● Prompt: In the forum thread below about cracked plastic in an LED light, what does Jeepcarpenter use as a diffuser for brighter lights?

● Passage:
# Plastic in LED light cracked, where to buy replacement?



## Pocky (Jun 20, 2015)

You know the thin plastic in LED lights? Mine is cracked. Anyone know where I can buy similar material to replace it?


----------



## sLAsh (Apr 14, 2015)

Home depot or lowes carry polycarbonate/lexan that should work. You can get acrylic from laird plastics. Alternatively look for something cheap in the dollar store that you can dismantle


----------



## Jeepcarpenter (Sep 29, 2018)

The polycarbonate, acrylic and lexan in Home Depot is often not near thin enough and would probably have to be routed with a rebate at the long edges to fit into the channels, at least to what I am accustomed to for led's. I honestly don't know where for clear, but I use white Mylar as a diffuser for brighter lights; it's possible clear Mylar or duralar would work. Or if you cannot find a good replacement alternative, can use epoxy to seal or mend cracks or missing pieces, using an old gift card to smooth out, or the same white Mylar as a form for larger holes as the epoxy can't adhere properly to Mylar. The cheap dollar store epoxy syringes work well. I have (edit: white) Mylar and epoxy if you want to go the repair route.

● Stored records:
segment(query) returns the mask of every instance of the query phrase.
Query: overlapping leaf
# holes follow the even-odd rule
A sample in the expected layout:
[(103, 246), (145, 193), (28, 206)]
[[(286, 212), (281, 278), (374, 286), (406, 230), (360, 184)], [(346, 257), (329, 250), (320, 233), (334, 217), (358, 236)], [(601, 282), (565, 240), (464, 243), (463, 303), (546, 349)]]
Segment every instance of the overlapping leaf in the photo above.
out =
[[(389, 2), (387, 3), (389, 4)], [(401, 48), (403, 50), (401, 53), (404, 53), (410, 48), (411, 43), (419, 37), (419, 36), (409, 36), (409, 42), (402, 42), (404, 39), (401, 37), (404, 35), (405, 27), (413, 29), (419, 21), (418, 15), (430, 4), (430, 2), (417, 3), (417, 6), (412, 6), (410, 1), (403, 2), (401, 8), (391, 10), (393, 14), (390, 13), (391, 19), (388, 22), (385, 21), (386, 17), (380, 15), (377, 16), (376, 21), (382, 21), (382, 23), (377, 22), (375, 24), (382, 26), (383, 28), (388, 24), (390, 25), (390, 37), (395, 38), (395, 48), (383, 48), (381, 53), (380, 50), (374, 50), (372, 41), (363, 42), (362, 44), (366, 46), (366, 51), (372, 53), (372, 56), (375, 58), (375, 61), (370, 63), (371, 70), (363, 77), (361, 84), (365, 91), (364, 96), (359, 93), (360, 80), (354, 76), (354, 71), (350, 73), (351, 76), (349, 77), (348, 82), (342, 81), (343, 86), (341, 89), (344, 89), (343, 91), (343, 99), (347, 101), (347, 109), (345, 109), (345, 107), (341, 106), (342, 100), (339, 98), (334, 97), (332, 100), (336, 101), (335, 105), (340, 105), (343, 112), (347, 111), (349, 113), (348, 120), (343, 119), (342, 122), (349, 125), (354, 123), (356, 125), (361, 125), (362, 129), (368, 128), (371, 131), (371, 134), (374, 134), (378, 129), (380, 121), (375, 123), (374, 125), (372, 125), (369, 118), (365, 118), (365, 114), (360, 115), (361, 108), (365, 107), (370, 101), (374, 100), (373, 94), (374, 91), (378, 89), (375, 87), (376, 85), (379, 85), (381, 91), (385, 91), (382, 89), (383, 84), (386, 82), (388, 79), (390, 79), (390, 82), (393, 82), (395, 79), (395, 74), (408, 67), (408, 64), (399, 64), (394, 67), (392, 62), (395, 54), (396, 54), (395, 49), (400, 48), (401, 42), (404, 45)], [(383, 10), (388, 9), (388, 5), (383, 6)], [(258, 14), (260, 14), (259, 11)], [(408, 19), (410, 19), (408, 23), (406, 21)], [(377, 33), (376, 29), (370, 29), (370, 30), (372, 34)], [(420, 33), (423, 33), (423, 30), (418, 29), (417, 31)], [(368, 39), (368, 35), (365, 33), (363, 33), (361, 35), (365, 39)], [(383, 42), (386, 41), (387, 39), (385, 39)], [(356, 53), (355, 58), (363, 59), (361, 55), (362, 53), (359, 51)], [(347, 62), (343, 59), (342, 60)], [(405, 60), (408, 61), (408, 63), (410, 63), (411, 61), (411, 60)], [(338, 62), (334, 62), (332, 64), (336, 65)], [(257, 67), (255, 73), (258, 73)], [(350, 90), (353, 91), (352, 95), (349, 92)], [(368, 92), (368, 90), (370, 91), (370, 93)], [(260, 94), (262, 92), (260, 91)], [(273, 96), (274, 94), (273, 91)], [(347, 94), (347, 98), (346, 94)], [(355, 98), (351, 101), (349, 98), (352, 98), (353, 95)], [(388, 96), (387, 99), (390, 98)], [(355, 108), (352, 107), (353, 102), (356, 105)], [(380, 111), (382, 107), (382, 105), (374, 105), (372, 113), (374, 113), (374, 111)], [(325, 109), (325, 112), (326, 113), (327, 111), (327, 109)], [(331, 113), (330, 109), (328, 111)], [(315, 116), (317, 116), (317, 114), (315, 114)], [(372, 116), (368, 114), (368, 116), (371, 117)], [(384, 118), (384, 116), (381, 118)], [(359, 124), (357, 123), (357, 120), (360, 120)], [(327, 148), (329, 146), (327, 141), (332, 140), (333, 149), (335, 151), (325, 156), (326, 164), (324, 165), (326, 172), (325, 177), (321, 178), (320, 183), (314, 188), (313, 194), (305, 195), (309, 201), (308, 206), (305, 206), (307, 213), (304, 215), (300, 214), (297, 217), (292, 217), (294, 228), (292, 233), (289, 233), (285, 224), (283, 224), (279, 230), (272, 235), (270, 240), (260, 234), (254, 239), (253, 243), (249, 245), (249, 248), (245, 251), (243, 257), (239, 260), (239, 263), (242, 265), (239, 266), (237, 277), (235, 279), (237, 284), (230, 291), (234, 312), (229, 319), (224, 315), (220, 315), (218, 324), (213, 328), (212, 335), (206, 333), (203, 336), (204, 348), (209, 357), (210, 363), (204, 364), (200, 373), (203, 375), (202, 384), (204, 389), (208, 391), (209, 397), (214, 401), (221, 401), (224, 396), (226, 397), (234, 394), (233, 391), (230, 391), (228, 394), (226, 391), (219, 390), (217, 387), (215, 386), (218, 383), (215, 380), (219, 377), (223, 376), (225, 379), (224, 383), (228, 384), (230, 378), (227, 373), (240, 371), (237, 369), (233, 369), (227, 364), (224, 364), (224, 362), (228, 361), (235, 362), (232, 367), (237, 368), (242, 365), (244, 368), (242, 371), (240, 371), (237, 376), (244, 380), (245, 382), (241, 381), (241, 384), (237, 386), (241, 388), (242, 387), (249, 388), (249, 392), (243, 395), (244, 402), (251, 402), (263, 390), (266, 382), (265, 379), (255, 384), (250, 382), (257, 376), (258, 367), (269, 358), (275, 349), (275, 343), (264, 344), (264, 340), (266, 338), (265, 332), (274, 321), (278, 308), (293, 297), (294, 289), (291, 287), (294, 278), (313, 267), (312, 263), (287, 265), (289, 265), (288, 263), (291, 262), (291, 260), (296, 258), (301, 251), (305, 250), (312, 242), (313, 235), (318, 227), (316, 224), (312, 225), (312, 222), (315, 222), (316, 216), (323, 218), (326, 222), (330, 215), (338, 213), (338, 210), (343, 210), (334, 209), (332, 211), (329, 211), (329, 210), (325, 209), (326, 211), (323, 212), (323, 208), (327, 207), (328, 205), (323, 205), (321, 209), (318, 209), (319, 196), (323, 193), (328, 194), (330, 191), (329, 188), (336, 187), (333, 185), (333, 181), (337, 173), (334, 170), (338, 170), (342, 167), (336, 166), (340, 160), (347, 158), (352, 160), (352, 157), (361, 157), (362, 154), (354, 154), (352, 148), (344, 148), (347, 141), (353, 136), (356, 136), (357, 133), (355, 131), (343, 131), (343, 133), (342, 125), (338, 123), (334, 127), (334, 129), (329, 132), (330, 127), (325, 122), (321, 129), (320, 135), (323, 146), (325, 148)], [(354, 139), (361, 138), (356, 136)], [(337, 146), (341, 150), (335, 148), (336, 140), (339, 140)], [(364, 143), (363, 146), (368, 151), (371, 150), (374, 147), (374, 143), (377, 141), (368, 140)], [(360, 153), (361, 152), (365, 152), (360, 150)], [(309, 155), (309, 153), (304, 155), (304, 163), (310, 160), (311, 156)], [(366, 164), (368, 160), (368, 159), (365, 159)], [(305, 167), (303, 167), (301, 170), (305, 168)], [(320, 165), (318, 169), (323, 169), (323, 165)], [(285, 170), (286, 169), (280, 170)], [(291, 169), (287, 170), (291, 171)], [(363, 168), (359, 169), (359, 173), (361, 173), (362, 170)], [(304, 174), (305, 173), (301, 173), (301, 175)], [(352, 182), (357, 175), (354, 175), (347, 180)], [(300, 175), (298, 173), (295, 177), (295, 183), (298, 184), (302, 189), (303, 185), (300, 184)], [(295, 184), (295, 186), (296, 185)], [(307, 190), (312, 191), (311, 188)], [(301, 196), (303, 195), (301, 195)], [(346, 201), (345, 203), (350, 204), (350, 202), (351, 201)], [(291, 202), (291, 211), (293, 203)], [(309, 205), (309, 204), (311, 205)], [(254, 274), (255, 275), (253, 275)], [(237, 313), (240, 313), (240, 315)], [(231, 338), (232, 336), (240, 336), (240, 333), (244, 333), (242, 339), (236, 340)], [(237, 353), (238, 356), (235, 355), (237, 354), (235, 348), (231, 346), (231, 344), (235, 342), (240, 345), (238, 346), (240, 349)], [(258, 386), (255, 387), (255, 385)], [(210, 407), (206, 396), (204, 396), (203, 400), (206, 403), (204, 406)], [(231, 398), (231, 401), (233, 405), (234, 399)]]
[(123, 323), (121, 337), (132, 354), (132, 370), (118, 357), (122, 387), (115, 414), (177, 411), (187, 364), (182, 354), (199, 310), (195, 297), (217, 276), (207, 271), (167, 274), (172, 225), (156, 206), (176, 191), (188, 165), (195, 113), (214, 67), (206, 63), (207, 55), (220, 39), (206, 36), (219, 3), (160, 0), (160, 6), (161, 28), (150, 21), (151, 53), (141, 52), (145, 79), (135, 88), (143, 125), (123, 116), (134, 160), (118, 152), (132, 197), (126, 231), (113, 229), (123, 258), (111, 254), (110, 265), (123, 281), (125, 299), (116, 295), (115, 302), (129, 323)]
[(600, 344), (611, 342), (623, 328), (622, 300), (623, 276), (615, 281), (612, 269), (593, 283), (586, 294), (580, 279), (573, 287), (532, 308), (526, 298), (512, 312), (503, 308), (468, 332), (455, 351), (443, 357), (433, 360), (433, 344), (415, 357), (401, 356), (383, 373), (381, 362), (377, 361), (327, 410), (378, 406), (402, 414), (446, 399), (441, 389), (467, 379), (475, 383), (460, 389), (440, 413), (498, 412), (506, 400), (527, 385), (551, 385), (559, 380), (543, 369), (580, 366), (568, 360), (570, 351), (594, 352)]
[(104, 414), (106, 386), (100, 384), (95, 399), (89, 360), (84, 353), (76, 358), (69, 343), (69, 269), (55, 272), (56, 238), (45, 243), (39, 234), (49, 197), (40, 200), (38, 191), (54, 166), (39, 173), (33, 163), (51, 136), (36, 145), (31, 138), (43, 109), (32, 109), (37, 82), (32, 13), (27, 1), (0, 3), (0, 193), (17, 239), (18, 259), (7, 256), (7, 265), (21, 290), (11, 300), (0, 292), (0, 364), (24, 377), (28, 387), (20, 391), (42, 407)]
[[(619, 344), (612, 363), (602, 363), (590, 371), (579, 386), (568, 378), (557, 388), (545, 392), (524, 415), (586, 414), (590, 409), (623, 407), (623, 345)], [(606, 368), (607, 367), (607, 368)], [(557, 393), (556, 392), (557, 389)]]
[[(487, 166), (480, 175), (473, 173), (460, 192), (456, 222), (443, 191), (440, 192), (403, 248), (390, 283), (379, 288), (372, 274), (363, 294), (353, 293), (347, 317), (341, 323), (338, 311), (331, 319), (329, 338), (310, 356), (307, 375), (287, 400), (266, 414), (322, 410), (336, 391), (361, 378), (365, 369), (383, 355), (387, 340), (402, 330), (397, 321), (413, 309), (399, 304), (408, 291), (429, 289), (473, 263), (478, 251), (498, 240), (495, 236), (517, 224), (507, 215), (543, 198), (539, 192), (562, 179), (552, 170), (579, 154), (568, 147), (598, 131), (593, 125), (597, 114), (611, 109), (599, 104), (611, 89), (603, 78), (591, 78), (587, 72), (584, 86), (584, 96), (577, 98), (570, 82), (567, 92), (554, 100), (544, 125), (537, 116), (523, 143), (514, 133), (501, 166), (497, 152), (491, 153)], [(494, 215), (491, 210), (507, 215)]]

● Task result: White Mylar.